(Referring expression pointing data)
↓

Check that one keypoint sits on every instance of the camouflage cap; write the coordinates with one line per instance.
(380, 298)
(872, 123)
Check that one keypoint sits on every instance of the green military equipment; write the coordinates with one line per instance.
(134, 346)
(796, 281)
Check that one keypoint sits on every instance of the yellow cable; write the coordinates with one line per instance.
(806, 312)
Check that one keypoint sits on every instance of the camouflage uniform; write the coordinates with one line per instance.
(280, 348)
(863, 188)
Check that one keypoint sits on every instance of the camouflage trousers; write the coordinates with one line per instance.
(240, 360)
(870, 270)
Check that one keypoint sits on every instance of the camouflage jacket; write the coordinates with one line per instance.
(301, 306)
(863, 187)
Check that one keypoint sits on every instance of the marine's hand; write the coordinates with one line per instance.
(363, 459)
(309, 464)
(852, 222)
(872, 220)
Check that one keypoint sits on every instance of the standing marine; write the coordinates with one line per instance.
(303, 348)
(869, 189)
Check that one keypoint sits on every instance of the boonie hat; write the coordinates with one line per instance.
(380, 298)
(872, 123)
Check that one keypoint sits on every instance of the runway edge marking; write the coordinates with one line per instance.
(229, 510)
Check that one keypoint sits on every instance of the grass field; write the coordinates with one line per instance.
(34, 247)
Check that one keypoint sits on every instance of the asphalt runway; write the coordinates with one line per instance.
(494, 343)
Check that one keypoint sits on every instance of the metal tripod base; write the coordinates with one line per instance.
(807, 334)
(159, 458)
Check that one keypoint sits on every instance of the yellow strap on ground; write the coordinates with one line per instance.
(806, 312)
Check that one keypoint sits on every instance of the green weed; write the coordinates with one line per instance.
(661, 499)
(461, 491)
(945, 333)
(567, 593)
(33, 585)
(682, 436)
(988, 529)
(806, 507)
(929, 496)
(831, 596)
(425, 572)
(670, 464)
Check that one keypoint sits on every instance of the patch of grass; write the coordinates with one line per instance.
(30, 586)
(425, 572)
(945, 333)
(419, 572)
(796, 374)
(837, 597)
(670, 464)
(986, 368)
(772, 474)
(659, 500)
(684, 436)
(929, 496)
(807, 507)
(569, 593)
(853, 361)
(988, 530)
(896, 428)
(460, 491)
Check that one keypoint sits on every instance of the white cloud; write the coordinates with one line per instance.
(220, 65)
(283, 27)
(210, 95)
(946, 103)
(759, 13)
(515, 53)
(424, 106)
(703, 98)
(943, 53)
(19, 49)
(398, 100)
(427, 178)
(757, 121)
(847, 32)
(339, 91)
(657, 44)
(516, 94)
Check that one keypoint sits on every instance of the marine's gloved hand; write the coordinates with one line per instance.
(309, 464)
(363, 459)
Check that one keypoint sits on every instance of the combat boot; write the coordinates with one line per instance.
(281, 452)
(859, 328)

↑

Work to complete
Write out again, exactly as they appear above, the lines from the one containing "Check that one keypoint sits on every instance of the metal" to the final line, and only those.

Problem solution
Check that one keypoint sits on every instance of the metal tripod base; write the coordinates with one line per instance.
(807, 334)
(159, 458)
Check that one keypoint sits on every instance of the yellow strap on ground; write the coordinates with one line per instance.
(806, 312)
Check that one keypoint sits on every instance of the green weed; write the coordinates with one line per instance.
(661, 499)
(461, 491)
(945, 333)
(567, 593)
(33, 585)
(682, 436)
(988, 529)
(806, 507)
(929, 496)
(831, 596)
(425, 572)
(670, 464)
Check that one keypoint sits on every instance of the patch of grass; write the coordinates with one line per instance.
(30, 586)
(425, 572)
(945, 333)
(419, 572)
(796, 374)
(837, 597)
(670, 464)
(986, 368)
(772, 474)
(659, 500)
(684, 436)
(929, 496)
(807, 507)
(569, 593)
(853, 361)
(988, 530)
(896, 428)
(460, 491)
Check that one keypoint sits on every instance of the white cloud; write the coordinates with one line per instance.
(220, 65)
(283, 27)
(210, 95)
(946, 103)
(759, 13)
(515, 53)
(424, 106)
(703, 98)
(943, 53)
(19, 49)
(398, 100)
(427, 178)
(757, 121)
(847, 32)
(339, 91)
(657, 44)
(516, 94)
Check that one keypoint sits on every instance of the marine's gloved hand; write the coordinates with one line per instance.
(309, 464)
(363, 459)
Check that one keypoint sits on every instance of the combat boot; write the coordinates with one line per instance.
(281, 452)
(859, 328)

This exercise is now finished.